> **Sección del documento**:
┏━━

# Circuito Sensor humedad para ventilador



## jhony85 (Oct 7, 2008)

Hola, quiero hacer lo siguiente:

Medir la humedad de un trastero que hay en mi casa y si ésta es mayor de un 60-65% que haya un ventilador encendido.

Creo, a priori, que no es muy complicado pero me gustaria escuchar sus opiniones. 

Gracias.


----------



## jomainbe (Oct 7, 2008)

Puedes usar un integrado SHT11 que ya viene calibrado de fábrica el % de humedad y conectarlo a un microcontrolador (a través de comunicación serie). El micro deberá consultar continuamente al SHT11 y cuando llegue al % de humedad que tú establezcas que active un relé (al que vaya conectado el ventilador) a través de un transistor o un optoacoplador. También creo que hay otros sensores de humedad que se basan en la variación de una resistencia y deberás calibrar tú el porcentaje de humedad según la variación de resistencia/voltaje a la entrada del micro (cosa más difícil).


----------



## jhony85 (Oct 7, 2008)

pues yo pensaba que iba a ser mas facil. no hay algun sensor que de una tension si supera la humedad y con esa tension encender directamente el ventilador?


----------



## jomainbe (Oct 7, 2008)

Si no sabes nada de electrónica y buscas algún dispositivo ya hecho y que se adapte a lo que necesitas creo que va a ser difícil. Si sabes algo de electrónica pero te asusta lo del microcontrolador, se podría hacer de otra forma, sin usar microcontroladores y con otro tipo de sensores (resistivos o capacitivos), pero necesitarás de electrónica al fin y al cabo, se me ocurre con un 555 y algunos componentes más. Y más difícil puesto que habría que calibrar.


----------



## jhony85 (Oct 8, 2008)

si se algo de electronica pero no se mucho. Soy casi Ingeniero Tecnico Industrial de la rama electronica, pero ya sabes como salimos de la universidad...

mi idea era la que te he puesto en el anterior post, pero sin circuito controlador ni nada. No hay ningun sensor que de una salida alta cuando pase el umbral (y enciende el ventilador con esta salida) o de un cero cuando no lo pase?

si no, pues explicadme un poco mejor como hacerlo de forma facil y barata.


----------



## poppez (Oct 8, 2008)

Se puede hacer algo muy sencillo y tambien poco preciso.

Hay unas resitencias llamadas "humistores" o "higrómetros resistivos"

http://nbjrdz.diytrade.com/sdp/443230/4/pd-2464582/2328448-1235264.html

que son variables con la humedad.

Puedes hacer un montaje con dos resistencias normales, un  transistor, y un relé que te active el ventilador.
Imagino que sabes como va ese montaje, solo debes poner el humistor entre la base y el emisor del transistor y echar unas cuentas para calcular la otra resistencia  de modo que al llegar al cierto umbral de humedad, se polarice el transistor y se cierre la rama principal donde está el relé.

┗━━

> **Tareas del ejercicio**:
- 1) Indica si cada afirmación concuerda con el hilo sobre el sensor de humedad, respondiendo sí o no y citando literalmente las palabras que lo deciden: (a) según jomainbe, el SHT11 ya viene calibrado de fábrica; (b) jhony85 quiere que el ventilador se encienda cuando la humedad baje del 60 %; (c) poppez presenta el montaje con humistor como una solución muy precisa.
- 2) Devuelve, copiado sin cambios, el fragmento del hilo sobre el sensor de humedad que va desde "Imagino que sabes" hasta "está el relé.".

> **Datos proporcionados**:

┏━━

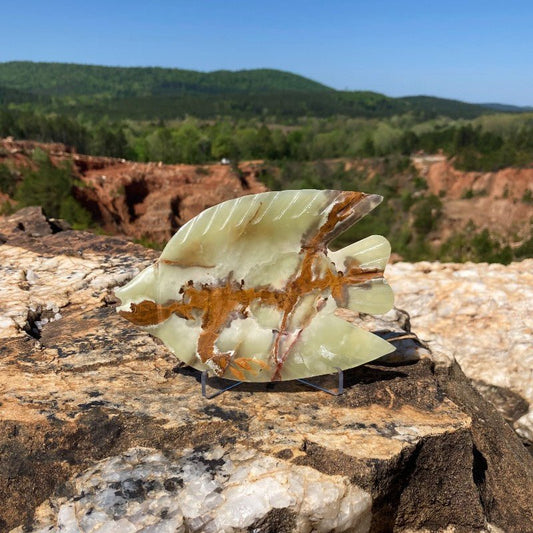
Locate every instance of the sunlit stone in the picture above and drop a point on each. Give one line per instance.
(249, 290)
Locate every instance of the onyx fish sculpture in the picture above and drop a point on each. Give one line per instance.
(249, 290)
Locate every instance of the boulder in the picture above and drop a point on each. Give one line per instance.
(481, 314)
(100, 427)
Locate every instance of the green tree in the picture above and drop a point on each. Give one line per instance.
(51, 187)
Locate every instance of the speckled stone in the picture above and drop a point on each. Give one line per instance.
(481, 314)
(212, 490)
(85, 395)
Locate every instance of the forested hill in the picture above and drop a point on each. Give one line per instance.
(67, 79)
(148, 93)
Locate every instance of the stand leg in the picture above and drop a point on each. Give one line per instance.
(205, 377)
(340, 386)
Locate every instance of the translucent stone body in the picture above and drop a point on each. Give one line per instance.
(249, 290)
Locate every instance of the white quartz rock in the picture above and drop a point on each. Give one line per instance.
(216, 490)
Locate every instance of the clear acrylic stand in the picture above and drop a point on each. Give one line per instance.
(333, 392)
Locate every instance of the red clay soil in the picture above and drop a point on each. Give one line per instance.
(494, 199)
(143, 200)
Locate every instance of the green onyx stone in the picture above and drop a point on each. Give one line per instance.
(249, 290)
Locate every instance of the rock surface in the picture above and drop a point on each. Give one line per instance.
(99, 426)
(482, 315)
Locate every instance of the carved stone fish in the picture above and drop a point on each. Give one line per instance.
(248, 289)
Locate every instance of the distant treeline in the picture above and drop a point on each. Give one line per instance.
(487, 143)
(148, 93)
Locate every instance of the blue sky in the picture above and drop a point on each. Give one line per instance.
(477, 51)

┗━━

> **Ejercicio resuelto**:
- 1)
(a) Sí: «ya viene calibrado de fábrica el % de humedad».
(b) No: «si ésta es mayor de un 60-65% que haya un ventilador encendido».
(c) No: «Se puede hacer algo muy sencillo y tambien poco preciso».

- 2)
Imagino que sabes como va ese montaje, solo debes poner el humistor entre la base y el emisor del transistor y echar unas cuentas para calcular la otra resistencia  de modo que al llegar al cierto umbral de humedad, se polarice el transistor y se cierre la rama principal donde está el relé.